* begin EXCERPT PROVIDED *

And again we could measure it. The only additional equipment you need is some kind of variable resistor. A decade resistance box is handy because it contains its own readout. A simple potentiometer will do. Connect the pot or resistance box with a capacitor in series to avoid upsetting the operating point of the tube. Use a 0.47 or larger but not an electrolytic capacitor. Set the frequency to about 1 kHz and read the amplifier's output voltage without the variable resistor connected. Then connect it and adjust it for half of the output voltage you had before. If you used a pot carefully disconnect it and measure it's resistance with an ohm meter preferably a digital one.

The result is 46 k ohms. Better to measure. The value of the resistor in the lag network is directly related to the Thevenin resistance of the stage and the frequency span of the network. It is,

Rlag = Rth / (f2/f1 - 1) = 46 k / (9500/4750 - 1) = 46 k ohms.

We'll use a 47 k ohm. The value of the capacitor is,

Clag = 1/(2 Pi f2 Rlag) = 1/(2 Pi 9500 47 k) = 356 pf.

Unfortunately that's almost half way between 330 and 390 pf. To make things worse my stock of 330 pf caps are all low in value while the 390 pf caps are all high. Sometimes you win and sometimes you lose. I found a 378 pf cap which I used.

Figure 7 Bode Diagram of D10 With Lead Compensation.

You may be wondering why the lead compensation line flattens out. The feedback network is a voltage divider which is composed of Rf = 470 ohms and Rk = 100 ohms. That works out to,

B = Rk/(Rf + Rk) = 100/(100 + 470) = 0.175.

The capacitor across Rf makes the attenuation of the B network start to roll upward starting at 53.1 kHz but can it keep increasing indefinitely? No. A network consisting of only resistors and capacitors, cannot increase the amplitude of a signal. In other words the output can't exceed the input. The greatest output possible is equal to the input. So a point is reached where the output can't increase with frequency and the output goes flat.

True, the blue line is shown as starting at unity gain and going up from there but the line indicates changes we are making to the system. Connecting a capacitor across Rf has no effect at low frequencies so the change is zero. As frequency increases the loop gain begins to change in the positive direction hence the line goes up above unity gain.

Clead = 1 / (2 pi f Rf) = 1 / (2 pi 53.1 kHz 470 ohms) = 0.00638 uf.
Use a 0.0068 uf capacitor.

Now we close up the feedback loop to see what we have.

Figure 8.1 Square Wave Response of D10 With Loop Closed.

The upper -3 dB point is about 45 kHz but there is far too much ringing on the square wave test. Enough with this amplifier. Obviously it won't support 20 dB of feedback.

When testing with the network analyzer I found an output transformer resonance that I had missed using the scope. A resonance betrays itself by a reversal in the change of phase. As frequency increases the phase always moves in the negative direction. At about 125 kHz the phase started changing in the positive direction indicating a resonance. I might have seen this if I had switched over to dual trace mode but that takes constant fiddling with the sweep speed. Let that be a lesson unto you. Lissajou figures give no sense of direction of phase change.

* end EXCERPT PROVIDED *
* begin MATERIAL SUPPLIED *

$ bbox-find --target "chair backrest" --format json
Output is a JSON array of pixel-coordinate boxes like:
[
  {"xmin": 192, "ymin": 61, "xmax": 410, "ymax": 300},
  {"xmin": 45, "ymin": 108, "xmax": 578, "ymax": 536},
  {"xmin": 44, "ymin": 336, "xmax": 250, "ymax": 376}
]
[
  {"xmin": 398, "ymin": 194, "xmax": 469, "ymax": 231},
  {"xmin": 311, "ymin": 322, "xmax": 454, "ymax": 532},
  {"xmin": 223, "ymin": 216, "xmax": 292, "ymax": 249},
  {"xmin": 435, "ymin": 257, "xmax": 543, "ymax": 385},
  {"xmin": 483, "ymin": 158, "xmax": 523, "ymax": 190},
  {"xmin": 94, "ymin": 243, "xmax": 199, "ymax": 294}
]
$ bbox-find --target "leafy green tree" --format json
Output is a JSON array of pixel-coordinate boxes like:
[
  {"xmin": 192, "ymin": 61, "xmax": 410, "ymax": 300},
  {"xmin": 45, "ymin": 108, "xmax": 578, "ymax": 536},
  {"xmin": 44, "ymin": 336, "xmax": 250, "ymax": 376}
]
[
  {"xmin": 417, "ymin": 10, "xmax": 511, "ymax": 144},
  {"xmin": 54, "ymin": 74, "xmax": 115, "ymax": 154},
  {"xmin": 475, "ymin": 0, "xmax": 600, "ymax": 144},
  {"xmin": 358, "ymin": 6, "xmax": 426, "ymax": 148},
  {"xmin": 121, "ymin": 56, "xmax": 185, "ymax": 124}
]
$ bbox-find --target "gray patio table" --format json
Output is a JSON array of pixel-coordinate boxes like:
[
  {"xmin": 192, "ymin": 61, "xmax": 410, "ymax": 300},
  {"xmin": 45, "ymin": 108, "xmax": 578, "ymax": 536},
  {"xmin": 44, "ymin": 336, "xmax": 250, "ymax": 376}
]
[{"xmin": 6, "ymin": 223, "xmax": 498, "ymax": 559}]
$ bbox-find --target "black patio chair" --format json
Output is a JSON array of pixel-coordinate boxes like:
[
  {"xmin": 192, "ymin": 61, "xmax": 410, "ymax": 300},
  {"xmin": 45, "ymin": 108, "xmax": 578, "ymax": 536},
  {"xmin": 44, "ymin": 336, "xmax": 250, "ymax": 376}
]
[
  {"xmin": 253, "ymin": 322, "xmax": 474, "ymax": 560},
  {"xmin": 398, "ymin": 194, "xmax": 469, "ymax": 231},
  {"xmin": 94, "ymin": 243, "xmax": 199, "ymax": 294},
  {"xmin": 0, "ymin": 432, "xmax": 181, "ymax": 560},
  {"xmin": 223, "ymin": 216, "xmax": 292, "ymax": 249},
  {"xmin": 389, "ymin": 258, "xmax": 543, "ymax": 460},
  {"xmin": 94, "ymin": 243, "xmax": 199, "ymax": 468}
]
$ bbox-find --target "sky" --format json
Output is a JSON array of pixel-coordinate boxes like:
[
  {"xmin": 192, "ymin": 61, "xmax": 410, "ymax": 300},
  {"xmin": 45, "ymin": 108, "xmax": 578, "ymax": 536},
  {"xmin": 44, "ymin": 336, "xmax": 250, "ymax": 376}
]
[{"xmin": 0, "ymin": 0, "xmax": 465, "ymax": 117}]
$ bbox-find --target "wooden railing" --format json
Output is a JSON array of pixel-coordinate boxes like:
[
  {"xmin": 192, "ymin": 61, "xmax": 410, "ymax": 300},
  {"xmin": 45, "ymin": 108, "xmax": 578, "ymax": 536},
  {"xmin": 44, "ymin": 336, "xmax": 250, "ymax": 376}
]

* end MATERIAL SUPPLIED *

TASK DIRECTIONS: According to the text on amplifier feedback compensation, why does the lead compensation line flatten out instead of rising indefinitely? Answer in one to three sentences. The accompanying data have no role here.

FINISHED TASK: The feedback network consists only of resistors and capacitors, and such a network cannot increase a signal's amplitude, so its output can never exceed its input. Although the capacitor across Rf makes the B network's attenuation start to roll upward at 53.1 kHz, the output eventually can no longer increase with frequency, so the line goes flat.